-- Begin --
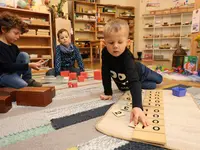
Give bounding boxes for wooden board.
[16,87,52,107]
[96,90,200,149]
[96,91,166,147]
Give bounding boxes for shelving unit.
[143,12,192,61]
[0,7,54,72]
[69,0,135,61]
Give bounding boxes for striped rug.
[0,80,200,150]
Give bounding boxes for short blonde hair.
[103,19,129,38]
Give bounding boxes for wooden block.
[68,82,72,88]
[78,75,85,82]
[0,95,12,113]
[145,113,164,120]
[16,87,52,107]
[43,86,56,98]
[143,98,163,104]
[81,72,88,79]
[72,82,78,88]
[60,71,69,77]
[132,130,166,145]
[143,102,164,109]
[143,107,164,114]
[148,118,165,126]
[0,87,18,102]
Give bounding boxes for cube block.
[80,72,88,79]
[60,71,69,77]
[0,93,12,113]
[94,70,102,80]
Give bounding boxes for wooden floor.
[84,61,200,88]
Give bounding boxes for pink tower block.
[69,72,76,80]
[60,71,69,77]
[78,76,85,82]
[81,72,88,79]
[94,70,102,80]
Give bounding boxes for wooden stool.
[16,87,52,107]
[0,87,18,102]
[0,93,12,113]
[43,86,56,98]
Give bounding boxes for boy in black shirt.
[0,12,42,88]
[100,19,162,126]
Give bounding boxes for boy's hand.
[130,107,150,127]
[28,60,43,70]
[100,95,112,100]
-- End --
▶ Task
Please write out all of these entries again with "wooden" swapped for "timber" and everything else kept the same. Leave the pictures out.

▶ Task solution
Give bounding boxes for timber board.
[16,87,52,107]
[96,90,200,149]
[96,91,166,147]
Give bounding boxes for shelving unit.
[143,12,192,61]
[0,7,54,72]
[69,0,135,61]
Give bounding boxes for striped rug.
[0,80,200,150]
Give bounding boxes for short blonde hair.
[103,19,129,38]
Give bounding boxes for timber block.
[68,82,72,88]
[78,75,85,82]
[0,95,12,113]
[145,113,164,120]
[16,87,52,107]
[43,86,56,98]
[143,98,163,104]
[81,72,88,79]
[72,82,78,88]
[60,71,69,77]
[132,130,166,145]
[143,102,164,109]
[143,107,164,114]
[148,118,165,126]
[0,87,18,102]
Give bounding boxes for cube block.
[80,72,88,79]
[60,71,69,77]
[0,93,12,113]
[94,70,102,80]
Give bounding boxes for timber floor.
[84,61,200,88]
Give bounding boxes for pink tower block.
[69,72,76,80]
[60,71,69,77]
[78,76,85,82]
[81,72,88,79]
[94,70,102,80]
Give bounding boxes for timber stool.
[16,87,52,107]
[0,87,18,102]
[0,93,12,113]
[43,86,56,98]
Give bounding boxes for boy in black shirt.
[0,12,42,88]
[100,19,162,126]
Give bounding boxes for boy's hand.
[130,107,150,127]
[28,60,43,70]
[100,95,112,100]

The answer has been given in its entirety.